朝のガル・レイク。ジューン・レイク・ループ最後の一枚はセピア調が似合った。

使用機材:SIGMA dp2 Quattro | 露出モード:M-マニュアル露出 | ISO感度:100 | ホワイトバランス:晴れ | シャッター速度:1/200 秒 | 絞り値:F8.0 | 焦点距離:30mm
ファイル形式:JPEG | 画像サイズ:5424×3616 | ファイルサイズ:16.99MB

ハイウェイ395号線の西に膨らんだジューン・レイク・ループは約36㎞。ハイウェイ395号線も含めてジューン・レイク・ループとする人もいて、その場合のループの長さは約56㎞になる。スキー場は、ジューン・レイクを少し超えたジューン・マウンテンの山腹にあり冬も人が訪れるが、訪問客は夏が一番多く、人口600人あまりのジューン・レイクは、夏は訪問者で2,500人のタウンになる。ジューン・レイク・ループ沿いにある幾つかの湖は、釣りやボート遊びをしないでただ湖岸にいるだけでも幸せな気分にさせてくれ、夏休み最後の家族旅行は満足度がかなり高かった。

※ このページに掲載された作品は、RAWデータ(X3F)を「SIGMA Photo Pro」で現像処理をしたものです。
一部、現像後にゴミ取りのためにレタッチソフトウェアを使用した画像もございます。

·····

= 出題 1 =
ジューン・レイク・ループの文章のうち、「使用機材:SIGMA dp2 Quattro」で始まって「行は満足度がかなり高かった。」まで続く部分を、一字も変えずに書き写してください。

[ポイント注釈レコード]

·····

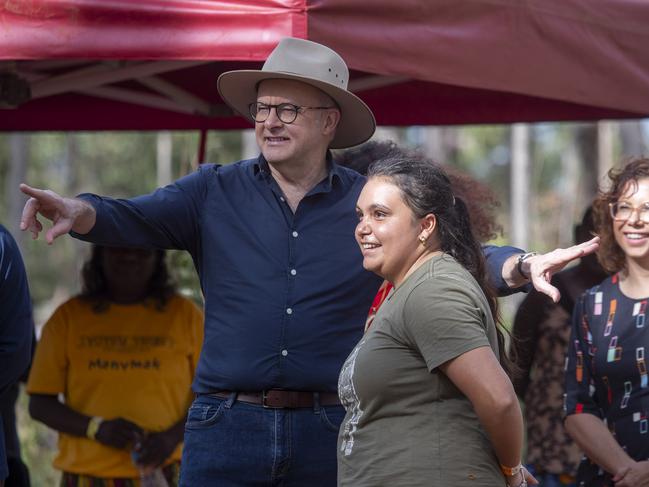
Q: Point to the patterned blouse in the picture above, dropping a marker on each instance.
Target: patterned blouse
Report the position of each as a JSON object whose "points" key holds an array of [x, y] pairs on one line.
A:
{"points": [[606, 371]]}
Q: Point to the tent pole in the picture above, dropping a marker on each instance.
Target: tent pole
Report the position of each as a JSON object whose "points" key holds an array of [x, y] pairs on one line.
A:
{"points": [[202, 142]]}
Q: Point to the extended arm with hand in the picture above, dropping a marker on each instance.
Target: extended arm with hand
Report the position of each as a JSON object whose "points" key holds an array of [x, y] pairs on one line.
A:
{"points": [[115, 432], [478, 374], [66, 214], [539, 269]]}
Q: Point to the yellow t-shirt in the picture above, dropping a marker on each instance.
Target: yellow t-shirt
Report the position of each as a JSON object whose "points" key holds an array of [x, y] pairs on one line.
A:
{"points": [[131, 361]]}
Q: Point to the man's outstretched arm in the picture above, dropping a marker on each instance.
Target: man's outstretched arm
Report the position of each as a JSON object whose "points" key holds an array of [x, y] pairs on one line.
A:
{"points": [[66, 214]]}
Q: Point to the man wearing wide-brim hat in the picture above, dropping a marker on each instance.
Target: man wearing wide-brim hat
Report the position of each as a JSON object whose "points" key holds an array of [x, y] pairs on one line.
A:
{"points": [[273, 242]]}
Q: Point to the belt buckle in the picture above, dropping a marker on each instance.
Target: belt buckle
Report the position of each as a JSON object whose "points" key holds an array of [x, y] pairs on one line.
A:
{"points": [[264, 404]]}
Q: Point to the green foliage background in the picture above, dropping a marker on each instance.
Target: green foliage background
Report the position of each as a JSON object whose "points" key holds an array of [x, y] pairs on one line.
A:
{"points": [[123, 164]]}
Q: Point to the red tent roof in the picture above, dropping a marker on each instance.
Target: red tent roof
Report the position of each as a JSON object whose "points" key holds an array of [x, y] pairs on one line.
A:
{"points": [[153, 64]]}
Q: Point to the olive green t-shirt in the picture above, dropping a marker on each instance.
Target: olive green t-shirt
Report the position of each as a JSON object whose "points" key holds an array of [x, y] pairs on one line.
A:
{"points": [[407, 425]]}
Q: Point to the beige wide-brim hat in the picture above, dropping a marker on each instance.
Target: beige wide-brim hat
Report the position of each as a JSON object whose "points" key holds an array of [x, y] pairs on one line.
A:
{"points": [[311, 63]]}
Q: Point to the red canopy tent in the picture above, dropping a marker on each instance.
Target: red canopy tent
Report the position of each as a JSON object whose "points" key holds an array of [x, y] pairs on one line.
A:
{"points": [[153, 64]]}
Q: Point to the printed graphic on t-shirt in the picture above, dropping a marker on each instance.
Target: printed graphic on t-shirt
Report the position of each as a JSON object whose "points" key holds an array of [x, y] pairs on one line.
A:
{"points": [[349, 400], [143, 351]]}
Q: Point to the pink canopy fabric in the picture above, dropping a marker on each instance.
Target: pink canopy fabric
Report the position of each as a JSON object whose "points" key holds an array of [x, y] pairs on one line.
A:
{"points": [[153, 64]]}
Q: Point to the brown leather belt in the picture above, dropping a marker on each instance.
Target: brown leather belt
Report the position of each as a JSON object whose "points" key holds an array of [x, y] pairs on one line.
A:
{"points": [[278, 398]]}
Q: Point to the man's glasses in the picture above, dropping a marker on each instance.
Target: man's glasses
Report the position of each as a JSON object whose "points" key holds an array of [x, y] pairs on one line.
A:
{"points": [[286, 112], [622, 211]]}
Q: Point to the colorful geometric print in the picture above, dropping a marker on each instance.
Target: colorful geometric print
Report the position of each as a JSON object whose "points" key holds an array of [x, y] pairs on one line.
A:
{"points": [[639, 313], [607, 372]]}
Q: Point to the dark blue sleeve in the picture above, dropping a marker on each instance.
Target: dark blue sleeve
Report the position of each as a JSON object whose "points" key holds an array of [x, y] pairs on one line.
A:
{"points": [[496, 257], [168, 218], [16, 325]]}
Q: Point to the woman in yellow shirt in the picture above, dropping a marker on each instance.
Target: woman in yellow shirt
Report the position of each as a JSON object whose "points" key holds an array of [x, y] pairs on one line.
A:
{"points": [[122, 356]]}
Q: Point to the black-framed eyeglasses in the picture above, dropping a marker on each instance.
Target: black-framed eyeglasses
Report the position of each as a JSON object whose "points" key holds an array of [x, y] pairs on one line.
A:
{"points": [[623, 210], [286, 112]]}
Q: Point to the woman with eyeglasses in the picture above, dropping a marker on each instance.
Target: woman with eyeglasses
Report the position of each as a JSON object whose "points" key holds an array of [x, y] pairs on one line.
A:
{"points": [[607, 387]]}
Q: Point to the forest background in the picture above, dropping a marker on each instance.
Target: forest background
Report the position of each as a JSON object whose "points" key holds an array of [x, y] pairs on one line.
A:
{"points": [[544, 176]]}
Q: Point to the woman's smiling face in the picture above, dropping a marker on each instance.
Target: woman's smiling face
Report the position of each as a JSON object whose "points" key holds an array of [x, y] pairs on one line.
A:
{"points": [[632, 234], [387, 232]]}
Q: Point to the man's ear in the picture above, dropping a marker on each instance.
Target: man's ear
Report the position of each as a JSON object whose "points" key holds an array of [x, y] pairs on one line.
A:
{"points": [[331, 120]]}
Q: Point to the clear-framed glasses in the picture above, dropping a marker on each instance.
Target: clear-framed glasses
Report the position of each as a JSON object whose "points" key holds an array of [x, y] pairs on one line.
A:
{"points": [[286, 112], [622, 211]]}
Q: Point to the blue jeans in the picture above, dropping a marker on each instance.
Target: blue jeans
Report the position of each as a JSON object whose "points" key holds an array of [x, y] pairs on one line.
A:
{"points": [[230, 443]]}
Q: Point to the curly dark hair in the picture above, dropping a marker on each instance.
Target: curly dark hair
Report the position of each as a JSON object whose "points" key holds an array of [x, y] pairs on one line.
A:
{"points": [[610, 255], [425, 188], [95, 288], [479, 199]]}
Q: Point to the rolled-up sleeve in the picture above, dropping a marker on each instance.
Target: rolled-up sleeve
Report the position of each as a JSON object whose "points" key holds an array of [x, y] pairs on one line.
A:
{"points": [[16, 325]]}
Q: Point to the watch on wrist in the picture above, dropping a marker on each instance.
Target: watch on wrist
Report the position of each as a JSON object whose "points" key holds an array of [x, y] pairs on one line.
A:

·····

= 出題 2 =
レコードの中で「eyeglasses」という語を含む行を、すべて見つけて書き出してください。大文字と小文字は区別します。

= 正解 1 =
使用機材:SIGMA dp2 Quattro | 露出モード:M-マニュアル露出 | ISO感度:100 | ホワイトバランス:晴れ | シャッター速度:1/200 秒 | 絞り値:F8.0 | 焦点距離:30mm
ファイル形式:JPEG | 画像サイズ:5424×3616 | ファイルサイズ:16.99MB

ハイウェイ395号線の西に膨らんだジューン・レイク・ループは約36㎞。ハイウェイ395号線も含めてジューン・レイク・ループとする人もいて、その場合のループの長さは約56㎞になる。スキー場は、ジューン・レイクを少し超えたジューン・マウンテンの山腹にあり冬も人が訪れるが、訪問客は夏が一番多く、人口600人あまりのジューン・レイクは、夏は訪問者で2,500人のタウンになる。ジューン・レイク・ループ沿いにある幾つかの湖は、釣りやボート遊びをしないでただ湖岸にいるだけでも幸せな気分にさせてくれ、夏休み最後の家族旅行は満足度がかなり高かった。

= 正解 2 =
Q: Point to the black-framed eyeglasses in the picture above, dropping a marker on each instance.
Target: black-framed eyeglasses
Q: Point to the woman with eyeglasses in the picture above, dropping a marker on each instance.
Target: woman with eyeglasses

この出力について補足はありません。